### DIRECTIONS FOR THIS TASK
Only the lines from the line containing "Reviewer note: confirm that each instance of the blue" to the end of the entries should be repeated, exactly as they appear.

### RECORDS FOR THE TASK
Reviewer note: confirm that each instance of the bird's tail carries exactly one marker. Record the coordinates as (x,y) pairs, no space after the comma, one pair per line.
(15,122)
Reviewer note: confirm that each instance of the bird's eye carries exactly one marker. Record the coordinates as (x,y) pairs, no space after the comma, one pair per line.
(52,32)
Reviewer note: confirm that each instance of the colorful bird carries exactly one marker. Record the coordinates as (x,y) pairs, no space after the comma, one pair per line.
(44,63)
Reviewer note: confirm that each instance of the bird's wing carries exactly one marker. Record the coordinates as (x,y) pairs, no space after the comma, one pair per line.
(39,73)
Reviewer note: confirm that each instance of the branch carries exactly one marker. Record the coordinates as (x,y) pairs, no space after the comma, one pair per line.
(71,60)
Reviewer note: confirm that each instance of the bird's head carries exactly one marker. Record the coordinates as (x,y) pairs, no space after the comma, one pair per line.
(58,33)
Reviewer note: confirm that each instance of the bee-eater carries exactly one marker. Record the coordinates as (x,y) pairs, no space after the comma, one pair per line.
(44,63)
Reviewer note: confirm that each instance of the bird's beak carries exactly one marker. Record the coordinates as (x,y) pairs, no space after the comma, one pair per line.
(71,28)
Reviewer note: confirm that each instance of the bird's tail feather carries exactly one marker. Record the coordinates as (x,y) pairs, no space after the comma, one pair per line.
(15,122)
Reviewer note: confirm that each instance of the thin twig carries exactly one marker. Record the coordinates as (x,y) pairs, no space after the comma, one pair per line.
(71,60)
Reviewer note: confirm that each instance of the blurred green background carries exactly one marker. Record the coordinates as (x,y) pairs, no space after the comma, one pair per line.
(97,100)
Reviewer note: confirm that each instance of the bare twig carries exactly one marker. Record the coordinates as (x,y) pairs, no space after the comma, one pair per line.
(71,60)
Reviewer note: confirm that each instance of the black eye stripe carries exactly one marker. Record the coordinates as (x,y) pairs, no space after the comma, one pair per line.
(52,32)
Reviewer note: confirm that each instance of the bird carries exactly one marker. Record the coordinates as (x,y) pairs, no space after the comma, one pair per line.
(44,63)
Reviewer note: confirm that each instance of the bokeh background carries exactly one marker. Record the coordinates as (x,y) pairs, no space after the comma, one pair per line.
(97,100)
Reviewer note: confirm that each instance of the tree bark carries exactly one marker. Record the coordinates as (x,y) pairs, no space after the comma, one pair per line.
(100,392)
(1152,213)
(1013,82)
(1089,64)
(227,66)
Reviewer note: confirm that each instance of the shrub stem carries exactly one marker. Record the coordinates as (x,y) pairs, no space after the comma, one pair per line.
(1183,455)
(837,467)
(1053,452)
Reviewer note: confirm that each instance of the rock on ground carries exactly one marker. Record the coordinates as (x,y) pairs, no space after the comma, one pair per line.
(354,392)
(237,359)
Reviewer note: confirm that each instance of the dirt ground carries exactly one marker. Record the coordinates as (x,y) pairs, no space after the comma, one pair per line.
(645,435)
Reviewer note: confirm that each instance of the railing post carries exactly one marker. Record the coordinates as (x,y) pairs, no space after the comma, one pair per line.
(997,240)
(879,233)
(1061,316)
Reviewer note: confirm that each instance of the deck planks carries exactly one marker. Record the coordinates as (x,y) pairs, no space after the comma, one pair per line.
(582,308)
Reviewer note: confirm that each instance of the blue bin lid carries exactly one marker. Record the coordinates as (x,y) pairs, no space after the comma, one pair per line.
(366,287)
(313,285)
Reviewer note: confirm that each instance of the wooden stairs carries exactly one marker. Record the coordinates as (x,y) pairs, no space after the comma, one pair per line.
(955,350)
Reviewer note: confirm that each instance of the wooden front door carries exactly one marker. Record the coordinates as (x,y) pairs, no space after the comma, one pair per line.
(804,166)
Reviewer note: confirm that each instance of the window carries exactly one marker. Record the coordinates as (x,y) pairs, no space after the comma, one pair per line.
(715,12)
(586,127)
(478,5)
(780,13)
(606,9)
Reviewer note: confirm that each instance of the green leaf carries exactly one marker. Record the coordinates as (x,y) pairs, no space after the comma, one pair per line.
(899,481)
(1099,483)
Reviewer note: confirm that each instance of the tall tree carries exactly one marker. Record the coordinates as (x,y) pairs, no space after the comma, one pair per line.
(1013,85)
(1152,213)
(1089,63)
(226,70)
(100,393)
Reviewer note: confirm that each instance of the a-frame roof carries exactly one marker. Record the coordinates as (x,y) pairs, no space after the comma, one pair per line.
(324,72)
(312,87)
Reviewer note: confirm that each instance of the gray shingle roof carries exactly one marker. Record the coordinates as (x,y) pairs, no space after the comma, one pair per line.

### FULL ANSWER
Reviewer note: confirm that each instance of the blue bin lid carries exactly one marker. Record the coordinates as (x,y) pairs, no space after the comma, one pair per line.
(366,287)
(313,285)
Reviewer note: confirm that each instance of the wooden stairs carries exactly one marker. Record the coordinates as (x,y) pairs, no space after the comma, one pair per line.
(955,350)
Reviewer note: confirm that each instance of the wooden front door carries exactly one marker. Record the coordinates as (x,y) pairs, no space after the comma, one pair per line.
(804,166)
Reviewer note: confirm that each instance of the window carries exactly one marker. Record the coordinates as (x,y) pairs, no space after the comma, one pair per line.
(715,12)
(586,127)
(478,5)
(780,13)
(606,9)
Reviewer note: confirm that each instance of the green leaf carries exactly one marker. Record the coordinates as (x,y) pairs, no space after the comma, one pair per line.
(899,481)
(1099,483)
Reviewer note: confirm that each instance of the tall tree carries exactly one marker. Record the coordinates as (x,y) pairs, no space after the comma, one pair per line.
(1013,85)
(1152,213)
(1089,63)
(226,70)
(100,393)
Reviewer note: confirm that each instance of the a-frame roof carries exactly one marker. Record the coordinates as (x,y) pairs, no space after the comma, one pair per line.
(324,72)
(312,87)
Reviewer note: confirm that each instance of the gray shingle roof carries exactly one marker. Record the coordinates as (x,y) pairs, no space after the comma, one pair per line.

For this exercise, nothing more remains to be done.